EXERCISE TASK — Transcribe the stretch of the essay about online trolls from "While internet trolls" through "so freaking well.", word for word.

PROVIDED TEXT —
--- Start ---
To the men who called me names to my face, and the ones hiding behind their computer screens, I say this to you: Your power is fleeting. Asian women are a force to reckon with, just as are all women. We are making conscious decisions about our lives, our families, and our futures.

While internet trolls are an unfortunate side of being on social media, those whom are being victimized are no longer becoming victims. There is a strength to be found when someone attacks you and comes after your love and family.

Living well is the best revenge, and I believe that those of us who face these deplorable individuals can look at our choices with a little more love and pride, knowing that we have that which the trolls are chasing.

I love myself for the obstacles that I’ve overcome, the peaks that I have reached, and relationships I have nurtured.

I love my Asian features, and how they have melted together with the features of my Puerto Rican side so freaking well.

I love my Asian heritage and what it has done for the this country, and what it has contributed to the the history of one of the greatest cities in the world.

I love my Chinese father who has worked alongside my Puerto Rican mother to create an incredible life for my sisters and I.

I love my white fiance, and the family he and I have constructed, the contributions he’s made to my life, and the promise of a beautiful future together.

And above all, I love love love my Asian, Hispanic, Hungarian, German, and Italian baby boy with his blue almond-shaped eyes and blond hair, because he is the embodiment of love and all that is good in my life.

I have been made stronger by this experience. And now I’m left with one last question for all of the hate-filled trolls out there: what it is that you have that you actually love?
--- End ---
DATA LISTING —
--- Start ---
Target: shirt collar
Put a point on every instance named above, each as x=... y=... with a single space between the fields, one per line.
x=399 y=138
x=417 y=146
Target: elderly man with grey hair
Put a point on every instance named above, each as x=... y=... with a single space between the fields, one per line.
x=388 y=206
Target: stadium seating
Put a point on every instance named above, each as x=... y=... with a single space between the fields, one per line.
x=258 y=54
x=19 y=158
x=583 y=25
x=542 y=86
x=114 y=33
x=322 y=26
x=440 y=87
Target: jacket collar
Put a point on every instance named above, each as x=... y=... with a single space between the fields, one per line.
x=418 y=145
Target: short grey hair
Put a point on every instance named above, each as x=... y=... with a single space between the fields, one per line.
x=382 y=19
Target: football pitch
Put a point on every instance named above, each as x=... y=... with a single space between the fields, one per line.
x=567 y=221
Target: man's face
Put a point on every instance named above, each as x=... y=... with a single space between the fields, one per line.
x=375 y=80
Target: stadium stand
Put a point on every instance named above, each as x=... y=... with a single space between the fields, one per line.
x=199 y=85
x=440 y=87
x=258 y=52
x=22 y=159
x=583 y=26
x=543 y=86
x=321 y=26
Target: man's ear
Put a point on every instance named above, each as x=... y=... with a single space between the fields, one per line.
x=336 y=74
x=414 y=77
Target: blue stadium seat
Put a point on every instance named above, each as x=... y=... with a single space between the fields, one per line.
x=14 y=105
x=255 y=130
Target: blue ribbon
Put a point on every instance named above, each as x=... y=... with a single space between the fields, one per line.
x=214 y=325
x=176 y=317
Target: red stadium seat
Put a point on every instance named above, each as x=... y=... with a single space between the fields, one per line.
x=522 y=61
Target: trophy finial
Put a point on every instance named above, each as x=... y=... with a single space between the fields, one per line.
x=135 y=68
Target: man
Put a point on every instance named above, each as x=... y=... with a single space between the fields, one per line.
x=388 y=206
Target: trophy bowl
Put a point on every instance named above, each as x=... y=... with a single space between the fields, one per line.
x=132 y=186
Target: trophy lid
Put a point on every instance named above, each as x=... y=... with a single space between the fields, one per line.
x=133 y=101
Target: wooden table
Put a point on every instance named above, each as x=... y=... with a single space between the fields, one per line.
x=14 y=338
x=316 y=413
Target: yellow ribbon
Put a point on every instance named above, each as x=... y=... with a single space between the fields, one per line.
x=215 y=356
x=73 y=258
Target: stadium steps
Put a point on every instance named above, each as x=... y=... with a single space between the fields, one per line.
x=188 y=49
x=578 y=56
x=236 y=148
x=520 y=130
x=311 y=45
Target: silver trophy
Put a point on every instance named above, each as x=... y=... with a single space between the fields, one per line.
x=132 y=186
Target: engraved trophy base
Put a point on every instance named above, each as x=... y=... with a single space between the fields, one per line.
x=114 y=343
--- End ---
RESPONSE TO THE EXERCISE —
While internet trolls are an unfortunate side of being on social media, those whom are being victimized are no longer becoming victims. There is a strength to be found when someone attacks you and comes after your love and family.

Living well is the best revenge, and I believe that those of us who face these deplorable individuals can look at our choices with a little more love and pride, knowing that we have that which the trolls are chasing.

I love myself for the obstacles that I’ve overcome, the peaks that I have reached, and relationships I have nurtured.

I love my Asian features, and how they have melted together with the features of my Puerto Rican side so freaking well.